» **TRECHO SELECIONADO**
= = =

Em sua manifestação (13/05/2025), a requerida apontou como questões controvertidas: a natureza da ocupação do imóvel; o animus domini; a existência de acordo de uso gratuito; a eficácia da notificação extrajudicial; e a tolerância ou anuência à ocupação. Especificou como provas: documentos já anexados e prova testemunhal.
O autor (26/05/2025) reiterou a vasta documentação comprobatória de propriedade e pagamento de despesas condominiais e IPTU. Refutou a "declaração de casa cedida" e expressamente requereu o julgamento antecipado da lide com base nas provas já juntadas aos autos, que, segundo ele, demonstram cabalmente a ocupação irregular do imóvel em prejuízo do espólio. Argumentou que não foi apresentado nenhum fato impeditivo, modificativo ou extintivo do seu direito, conforme artigos 373, I e II do CPC, justificando assim o julgamento antecipado, com fundamento no artigo 355, caput, do CPC. Subsidiariamente, para a hipótese de não acolhimento do pedido de julgamento antecipado, requereu o depoimento pessoal da requerida e a oitiva de testemunhas.
É o relatório. DECIDO.
II - FUNDAMENTAÇÃO.
1. DAS QUESTÕES PROCESSUAIS PRELIMINARES.
1.1. Do Julgamento Antecipado da Lide e da Ausência de Cerceamento de Defesa
Verifico que não há nulidades a serem declaradas ou irregularidades a serem sanadas. As partes são legítimas, possuem interesse processual e estão devidamente representadas, estando presentes os pressupostos processuais e as condições da ação.
No tocante ao prosseguimento do feito, a parte autora expressamente requereu o julgamento antecipado da lide, por entender que as provas documentais já produzidas são suficientes para o deslinde da causa. A requerida, por sua vez, pleiteou a produção de prova testemunhal.
O artigo 355, inciso I, do Código de Processo Civil, autoriza o julgamento antecipado do mérito quando não houver necessidade de produção de outras provas. Como leciona Luiz Guilherme Marinoni, Sérgio Cruz Arenhart e Daniel Mitidiero, na obra "Novo Código de Processo Civil Comentado" (4ª ed., São Paulo: Revista dos Tribunais, 2024), "o julgamento antecipado do pedido não constitui uma faculdade do juiz, mas um imperativo legal, quando presentes seus requisitos".

= = =

» **DADOS APRESENTADOS**
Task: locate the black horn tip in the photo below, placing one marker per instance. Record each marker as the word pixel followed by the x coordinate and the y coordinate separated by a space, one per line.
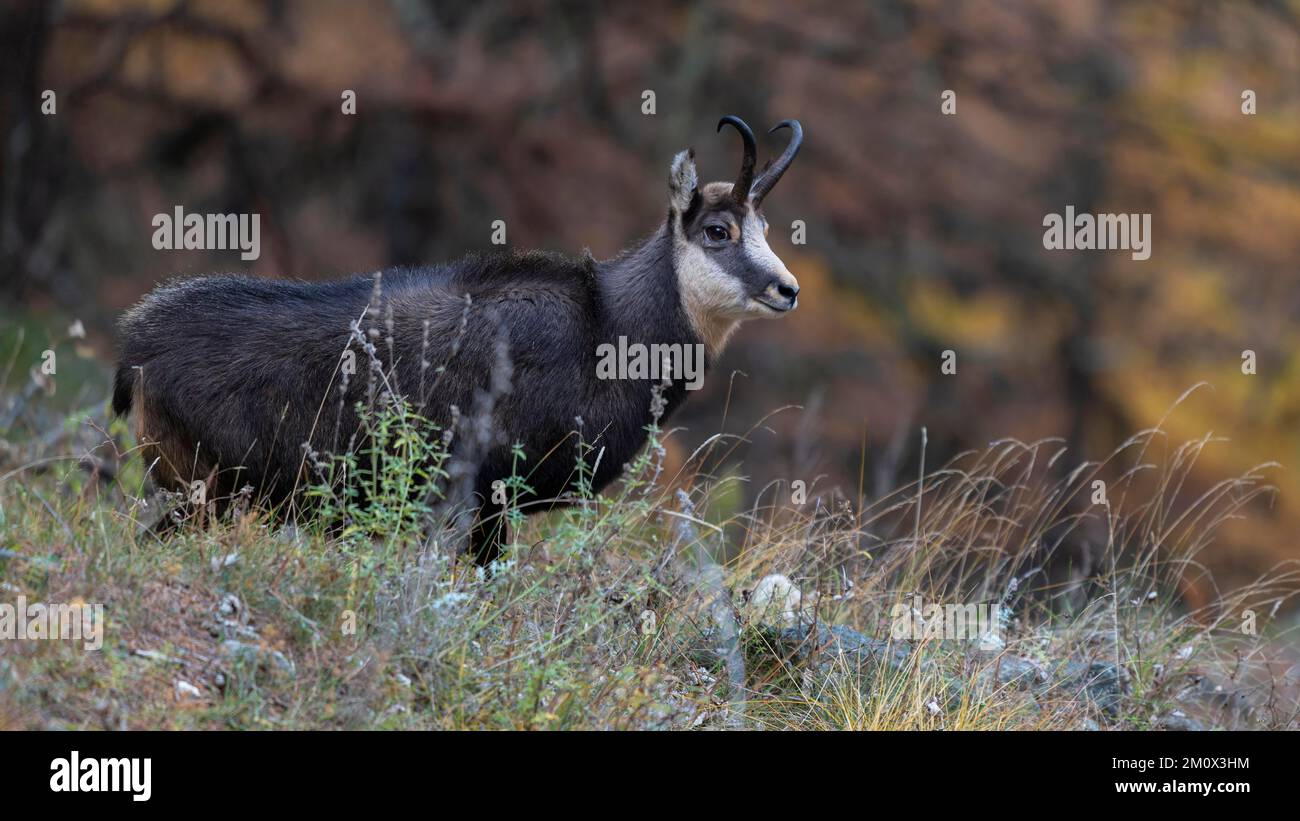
pixel 733 120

= = =

» **INSTRUÇÕES E REQUISITOS**
Segundo o trecho selecionado, que provas a requerida especificou em sua manifestação de 13/05/2025?

» **RESULTADO CORRETO**
Documentos já anexados e prova testemunhal.